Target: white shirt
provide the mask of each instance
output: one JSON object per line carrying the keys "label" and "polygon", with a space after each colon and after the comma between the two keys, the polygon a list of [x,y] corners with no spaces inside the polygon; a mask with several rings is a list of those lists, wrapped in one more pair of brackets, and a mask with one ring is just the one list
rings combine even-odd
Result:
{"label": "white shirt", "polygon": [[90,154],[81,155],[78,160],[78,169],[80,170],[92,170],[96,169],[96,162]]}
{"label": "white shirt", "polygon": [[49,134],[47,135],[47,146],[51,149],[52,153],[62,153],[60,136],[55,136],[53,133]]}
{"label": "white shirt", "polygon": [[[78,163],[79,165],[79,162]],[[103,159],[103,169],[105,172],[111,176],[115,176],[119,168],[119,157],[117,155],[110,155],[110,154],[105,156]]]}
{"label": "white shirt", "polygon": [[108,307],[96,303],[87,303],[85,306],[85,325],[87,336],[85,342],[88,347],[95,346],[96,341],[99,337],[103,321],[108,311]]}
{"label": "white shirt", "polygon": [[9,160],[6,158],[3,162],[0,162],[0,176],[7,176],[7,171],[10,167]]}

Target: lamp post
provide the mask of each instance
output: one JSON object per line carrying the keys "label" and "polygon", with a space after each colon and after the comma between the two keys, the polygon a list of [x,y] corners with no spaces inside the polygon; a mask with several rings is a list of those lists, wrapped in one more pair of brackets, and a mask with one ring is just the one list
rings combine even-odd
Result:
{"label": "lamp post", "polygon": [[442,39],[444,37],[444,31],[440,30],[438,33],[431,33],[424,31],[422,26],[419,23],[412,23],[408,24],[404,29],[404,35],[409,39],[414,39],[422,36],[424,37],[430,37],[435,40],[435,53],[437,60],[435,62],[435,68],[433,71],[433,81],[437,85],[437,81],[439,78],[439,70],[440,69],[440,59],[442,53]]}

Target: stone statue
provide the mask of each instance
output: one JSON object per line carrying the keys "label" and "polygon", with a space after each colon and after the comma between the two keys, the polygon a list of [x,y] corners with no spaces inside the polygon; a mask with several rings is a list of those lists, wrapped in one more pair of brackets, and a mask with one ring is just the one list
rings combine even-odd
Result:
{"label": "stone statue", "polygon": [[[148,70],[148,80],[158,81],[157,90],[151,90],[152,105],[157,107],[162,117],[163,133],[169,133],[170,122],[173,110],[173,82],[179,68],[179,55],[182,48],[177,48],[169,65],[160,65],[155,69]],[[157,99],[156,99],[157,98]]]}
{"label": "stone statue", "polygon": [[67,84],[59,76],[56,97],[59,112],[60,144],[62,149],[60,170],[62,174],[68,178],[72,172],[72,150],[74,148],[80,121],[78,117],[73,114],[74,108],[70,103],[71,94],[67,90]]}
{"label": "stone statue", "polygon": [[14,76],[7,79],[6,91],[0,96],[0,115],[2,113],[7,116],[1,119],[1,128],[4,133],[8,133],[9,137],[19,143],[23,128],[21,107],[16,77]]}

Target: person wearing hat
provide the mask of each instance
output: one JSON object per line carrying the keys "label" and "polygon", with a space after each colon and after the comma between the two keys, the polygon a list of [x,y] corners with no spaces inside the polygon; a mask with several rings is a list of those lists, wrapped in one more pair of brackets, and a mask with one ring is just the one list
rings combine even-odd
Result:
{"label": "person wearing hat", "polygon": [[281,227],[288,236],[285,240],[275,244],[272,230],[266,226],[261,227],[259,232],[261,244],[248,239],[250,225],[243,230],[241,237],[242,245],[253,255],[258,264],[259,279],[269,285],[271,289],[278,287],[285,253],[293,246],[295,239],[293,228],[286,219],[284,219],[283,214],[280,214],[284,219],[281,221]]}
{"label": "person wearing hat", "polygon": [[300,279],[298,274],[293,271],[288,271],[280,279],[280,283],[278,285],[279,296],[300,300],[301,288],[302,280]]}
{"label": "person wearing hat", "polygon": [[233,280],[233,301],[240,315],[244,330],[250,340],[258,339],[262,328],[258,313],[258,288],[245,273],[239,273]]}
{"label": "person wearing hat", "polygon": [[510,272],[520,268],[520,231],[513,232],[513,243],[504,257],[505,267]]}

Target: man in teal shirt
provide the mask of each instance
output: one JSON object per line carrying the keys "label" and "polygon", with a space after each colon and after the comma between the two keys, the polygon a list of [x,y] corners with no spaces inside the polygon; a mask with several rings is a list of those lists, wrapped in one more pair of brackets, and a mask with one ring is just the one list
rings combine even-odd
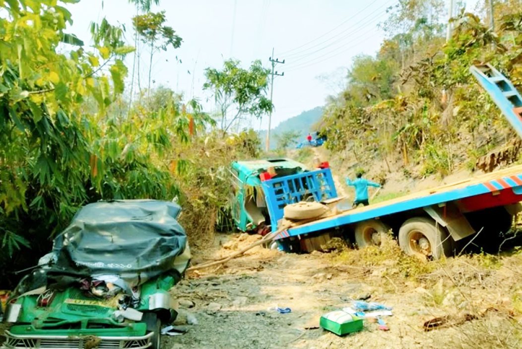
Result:
{"label": "man in teal shirt", "polygon": [[357,178],[353,181],[349,178],[347,178],[346,184],[354,186],[355,188],[355,200],[353,201],[354,207],[357,207],[359,204],[366,206],[369,204],[368,202],[368,187],[376,186],[378,188],[381,186],[381,185],[363,178],[362,173],[360,172],[357,173]]}

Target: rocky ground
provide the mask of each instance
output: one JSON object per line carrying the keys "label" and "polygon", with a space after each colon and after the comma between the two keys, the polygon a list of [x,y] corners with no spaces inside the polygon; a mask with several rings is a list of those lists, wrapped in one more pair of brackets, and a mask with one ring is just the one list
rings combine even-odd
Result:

|---|

### Work to do
Print all of the records above again, character for character, and leave out the pictures.

### Problem solution
Target: white shirt
provide the mask of each instance
output: one JSON object per line carrying the keys "label" and "polygon", with a space after each colon and after the comma between the two keys, the polygon a list of [x,y] corners with no spaces inside the polygon; a mask with several rings is a list of those lists, wrapped in one more pair of brackets, and a mask with one ring is just the one list
rings combine even-odd
Result:
{"label": "white shirt", "polygon": [[90,154],[81,155],[78,160],[78,169],[80,170],[92,170],[96,169],[96,162]]}
{"label": "white shirt", "polygon": [[49,134],[47,135],[47,146],[51,149],[52,153],[62,153],[60,136],[55,136],[53,133]]}
{"label": "white shirt", "polygon": [[[78,163],[79,165],[79,162]],[[103,159],[103,169],[105,172],[111,176],[115,176],[119,168],[119,157],[117,155],[110,155],[110,154],[105,156]]]}
{"label": "white shirt", "polygon": [[108,307],[96,303],[87,303],[85,306],[85,325],[87,336],[85,342],[88,347],[95,346],[96,341],[99,337],[103,321],[108,311]]}
{"label": "white shirt", "polygon": [[9,160],[6,158],[3,162],[0,162],[0,176],[7,176],[7,171],[10,167]]}

Target: lamp post
provide the mask of each instance
output: one JSON object per line carrying the keys "label" and "polygon", with a space after each colon and after the comma between the two keys, the polygon a list of [x,y] corners with no spaces inside the polygon; a mask with several rings is a list of those lists, wrapped in one more pair of brackets, and a mask with one ring is just the one list
rings combine even-odd
Result:
{"label": "lamp post", "polygon": [[442,39],[444,37],[444,31],[440,30],[438,33],[431,33],[424,31],[422,26],[419,23],[412,23],[408,24],[404,29],[404,35],[409,39],[414,39],[422,36],[424,37],[430,37],[435,40],[435,53],[437,60],[435,62],[435,68],[433,71],[433,81],[437,85],[437,81],[439,78],[439,70],[440,69],[440,59],[442,53]]}

Target: stone statue
provide the mask of each instance
output: one JSON object per line carrying the keys "label" and "polygon", with a space after each colon and after the comma between the two keys, the polygon a list of [x,y] corners with no spaces inside the polygon; a mask with several rings is a list of those lists, wrapped in one more pair of brackets, and a mask with one ring is just the one list
rings combine even-odd
Result:
{"label": "stone statue", "polygon": [[[148,70],[148,80],[158,81],[157,90],[151,90],[152,105],[157,107],[162,117],[163,133],[169,133],[170,122],[173,110],[173,82],[179,68],[179,55],[182,48],[177,48],[169,65],[160,65],[155,69]],[[157,99],[156,99],[157,98]]]}
{"label": "stone statue", "polygon": [[67,84],[59,76],[56,97],[59,112],[60,144],[62,149],[60,170],[62,174],[68,178],[72,172],[72,150],[74,148],[80,121],[78,117],[73,114],[74,108],[70,103],[71,94],[67,90]]}
{"label": "stone statue", "polygon": [[14,76],[7,79],[6,91],[0,96],[0,115],[2,113],[7,116],[1,119],[1,128],[4,133],[8,133],[9,137],[19,143],[23,128],[21,107],[16,77]]}

Target: person wearing hat
provide the mask of each instance
output: one JSON object per line carrying the keys "label" and "polygon", with a space after each colon and after the comma between the two keys, the polygon a list of [x,y] corners with no spaces inside the polygon; a mask with several rings is a list of those lists, wrapped in one more pair of brackets, and a mask with one ring is just the one list
rings combine even-odd
Result:
{"label": "person wearing hat", "polygon": [[281,227],[288,236],[285,240],[275,244],[272,230],[266,226],[261,227],[259,232],[261,244],[248,239],[250,225],[243,230],[241,237],[242,245],[253,255],[258,264],[259,279],[269,285],[271,289],[278,287],[285,253],[293,246],[295,239],[293,228],[286,219],[284,219],[283,214],[280,214],[284,219],[281,221]]}
{"label": "person wearing hat", "polygon": [[300,279],[298,274],[293,271],[288,271],[280,279],[280,283],[278,285],[279,296],[300,300],[301,288],[302,280]]}
{"label": "person wearing hat", "polygon": [[233,280],[233,301],[240,315],[244,330],[250,340],[258,339],[262,328],[258,313],[258,288],[245,273],[239,273]]}
{"label": "person wearing hat", "polygon": [[510,272],[520,268],[520,231],[513,232],[513,243],[504,257],[505,267]]}

Target: man in teal shirt
provide the mask of each instance
output: one JSON object per line carrying the keys "label" and "polygon", with a space after each colon and after the comma between the two keys, the polygon a list of [x,y] corners with no spaces inside the polygon; a mask with several rings is a list of those lists, wrapped in one more pair of brackets, and a mask with one ring is just the one list
rings combine even-odd
Result:
{"label": "man in teal shirt", "polygon": [[357,178],[353,181],[349,178],[347,178],[346,184],[354,186],[355,188],[355,200],[353,201],[354,207],[357,207],[359,204],[366,206],[369,204],[368,202],[368,187],[376,186],[378,188],[381,186],[381,185],[363,178],[362,173],[360,172],[357,173]]}

Target: rocky ground
provide the mask of each instance
output: one JSON object per line carrying the keys "label" and "polygon", with a space after each colon and after the comma between the two keys, the polygon a list of [x,y] corners with no spaces inside the polygon; a mask with several rings is a list of those lists, wrapped in one more pair of brackets, and a mask with one ring is just the one list
rings combine even-odd
Result:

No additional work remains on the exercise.